An Interview with Syed Hussan

May 19, 2015

11130090_855374657875602_1334900252873900602_nSyed Hussan organizes with Migrant Workers Alliance for Change, Canada’s largest migrant workers rights coalition working for justice and status for migrant workers, as well as with No One Is Illegal, a grassroots migrant justice organization.

This article is part of a series of interviews with advocates, legal thinkers, community organizers and academics on issues related to Canadian civil liberties produced by CCLA volunteers. All responses are the interview subject’s own, and do not necessarily represent the viewpoint or positions of the CCLA.

CCLA: What are the most common problems with the ways migrant workers are recruited, based on your observations and your  work as an activist?

SH: The biggest concern for racialized, poor and working class people in migrant worker programs, i.e. the live-in caregiver program (LCP), the seasonal agricultural workers program (SAWP) , the temporary foreign workers program (TFWP) in the low-waged stream, and other programs where they are often on temporary work authorization permits is that there is no ability to live in Canada permanently, with the rights and services that come with that. That is, people cannot be reunited with their families, cannot get basic services like healthcare, and education, and do not have comprehensive labour rights. What we need is full immigration status on arrival for migrant workers; full access to all social entitlements and protections; and labour protections that understand and respond to vulnerability to deportation.

== Extracted data ==
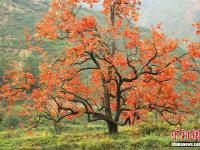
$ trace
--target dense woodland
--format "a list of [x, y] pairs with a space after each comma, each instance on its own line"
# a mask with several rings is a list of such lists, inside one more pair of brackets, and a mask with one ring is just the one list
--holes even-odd
[[0, 2], [0, 148], [170, 149], [199, 129], [200, 22], [177, 39], [141, 27], [143, 6]]

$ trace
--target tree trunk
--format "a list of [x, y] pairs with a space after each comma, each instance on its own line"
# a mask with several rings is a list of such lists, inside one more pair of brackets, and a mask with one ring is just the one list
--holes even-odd
[[107, 122], [109, 134], [117, 134], [118, 133], [118, 124], [113, 122]]

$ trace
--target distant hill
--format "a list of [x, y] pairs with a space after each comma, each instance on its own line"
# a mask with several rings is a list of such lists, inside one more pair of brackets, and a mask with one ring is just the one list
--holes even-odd
[[48, 9], [48, 0], [1, 0], [0, 50], [24, 47], [23, 31], [33, 28]]
[[200, 21], [200, 0], [141, 0], [139, 25], [151, 27], [162, 23], [162, 29], [171, 37], [196, 40], [192, 24]]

== Stated task ==
In the interview above, how is Migrant Workers Alliance for Change described?

== Final result ==
As Canada's largest migrant workers rights coalition, working for justice and status for migrant workers.